Problems and tasks:
1. Copy the segfault post word for word from "always works fine" to "some memory leaks...".
2. How many lines of the rows contain the word "relief"? Give only the number.

Excerpt to read:
Real pain with SegFoult

C

Cubanan

Hi guys,

Actualy I'm facing REALY big problem with program for my M.Sc.
For three days I'am looking for a bug, but I'm not able to find it. It
is realy disaster for me becouse it is one of them which appears only
sometime, on some machines and with some parameters making it IMPOSSIBLE
to debug. Not goint into details, let's me tell you that I'am making it
on my home machine (Gentoo, AMD64) and trying from time to time on
remote big gun - Solaris (2.9 sparc). As you can predict, it (almost)
always works fine at home but on Solaris it gives me Seqmentation Foults
and Bus Errors (I've never known that there is such a thing.. till now
:). I'm doing a lot of malloc/realloc/free stuff so I think there have
to be some memory leaks...

I've googled a lot and I've tried some stuff:

1. It seems, that some time ago (when gcc was 2.9.5) it was a
-fcheck-memory-usage parameter that adds instruction to compiled
programam witch checks for memory leaks, out-of-bound errors and so on...

Provided data:
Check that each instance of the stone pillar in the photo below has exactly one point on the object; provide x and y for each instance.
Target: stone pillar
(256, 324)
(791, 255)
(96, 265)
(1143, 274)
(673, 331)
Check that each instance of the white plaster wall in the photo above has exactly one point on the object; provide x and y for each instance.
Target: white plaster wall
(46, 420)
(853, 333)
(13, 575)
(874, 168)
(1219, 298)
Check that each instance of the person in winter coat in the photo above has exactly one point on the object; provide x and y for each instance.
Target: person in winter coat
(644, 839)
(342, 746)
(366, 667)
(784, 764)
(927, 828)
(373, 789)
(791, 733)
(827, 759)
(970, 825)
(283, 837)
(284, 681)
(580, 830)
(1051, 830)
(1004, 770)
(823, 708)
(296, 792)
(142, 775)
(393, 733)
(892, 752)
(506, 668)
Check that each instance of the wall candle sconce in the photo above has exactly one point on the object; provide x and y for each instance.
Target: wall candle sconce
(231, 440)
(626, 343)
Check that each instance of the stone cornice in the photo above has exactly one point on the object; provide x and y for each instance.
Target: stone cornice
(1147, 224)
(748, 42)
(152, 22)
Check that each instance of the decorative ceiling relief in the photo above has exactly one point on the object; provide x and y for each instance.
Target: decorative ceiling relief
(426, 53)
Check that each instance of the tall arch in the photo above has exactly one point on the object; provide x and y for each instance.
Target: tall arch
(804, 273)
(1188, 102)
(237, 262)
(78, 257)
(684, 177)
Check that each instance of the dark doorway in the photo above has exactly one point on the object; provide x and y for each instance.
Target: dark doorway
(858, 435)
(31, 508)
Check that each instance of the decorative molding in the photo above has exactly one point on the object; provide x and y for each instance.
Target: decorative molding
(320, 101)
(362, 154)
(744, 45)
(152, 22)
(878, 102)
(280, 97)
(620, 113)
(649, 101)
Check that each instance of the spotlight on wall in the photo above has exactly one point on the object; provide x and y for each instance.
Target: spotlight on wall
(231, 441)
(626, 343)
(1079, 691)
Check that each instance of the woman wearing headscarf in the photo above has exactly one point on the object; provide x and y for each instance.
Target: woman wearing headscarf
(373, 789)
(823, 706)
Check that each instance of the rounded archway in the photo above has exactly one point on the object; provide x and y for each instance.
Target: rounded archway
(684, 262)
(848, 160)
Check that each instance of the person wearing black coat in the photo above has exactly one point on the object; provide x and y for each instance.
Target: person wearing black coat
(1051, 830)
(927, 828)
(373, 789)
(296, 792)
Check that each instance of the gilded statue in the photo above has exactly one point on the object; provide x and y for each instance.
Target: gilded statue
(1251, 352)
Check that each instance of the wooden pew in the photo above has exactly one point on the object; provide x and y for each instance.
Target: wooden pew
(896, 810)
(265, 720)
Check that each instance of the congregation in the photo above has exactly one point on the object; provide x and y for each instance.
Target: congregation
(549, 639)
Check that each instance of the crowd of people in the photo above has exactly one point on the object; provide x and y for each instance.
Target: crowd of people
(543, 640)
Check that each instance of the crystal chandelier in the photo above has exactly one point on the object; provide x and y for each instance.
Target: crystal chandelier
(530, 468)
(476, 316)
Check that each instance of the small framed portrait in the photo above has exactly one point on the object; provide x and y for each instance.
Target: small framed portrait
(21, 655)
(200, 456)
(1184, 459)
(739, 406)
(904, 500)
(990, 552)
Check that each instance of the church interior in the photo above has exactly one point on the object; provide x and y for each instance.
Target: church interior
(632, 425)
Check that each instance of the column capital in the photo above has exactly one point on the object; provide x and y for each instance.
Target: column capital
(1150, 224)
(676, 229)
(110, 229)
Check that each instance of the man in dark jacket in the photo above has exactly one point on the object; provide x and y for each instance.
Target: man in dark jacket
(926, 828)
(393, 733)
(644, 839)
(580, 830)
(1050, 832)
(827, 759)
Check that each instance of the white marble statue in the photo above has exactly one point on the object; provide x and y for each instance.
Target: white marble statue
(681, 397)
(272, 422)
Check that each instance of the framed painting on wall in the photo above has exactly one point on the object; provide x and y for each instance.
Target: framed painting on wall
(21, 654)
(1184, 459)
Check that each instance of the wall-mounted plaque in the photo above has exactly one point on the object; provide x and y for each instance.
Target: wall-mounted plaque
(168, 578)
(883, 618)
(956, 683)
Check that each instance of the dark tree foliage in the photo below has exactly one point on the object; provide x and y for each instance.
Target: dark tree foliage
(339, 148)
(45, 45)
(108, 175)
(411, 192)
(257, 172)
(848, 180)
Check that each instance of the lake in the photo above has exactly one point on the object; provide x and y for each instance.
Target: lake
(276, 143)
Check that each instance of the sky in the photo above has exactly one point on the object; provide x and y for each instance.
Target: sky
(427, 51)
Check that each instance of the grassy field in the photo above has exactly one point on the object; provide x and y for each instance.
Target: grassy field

Answers to each task:
1.
always works fine at home but on Solaris it gives me Seqmentation Foults
and Bus Errors (I've never known that there is such a thing.. till now
:). I'm doing a lot of malloc/realloc/free stuff so I think there have
to be some memory leaks...

2. 2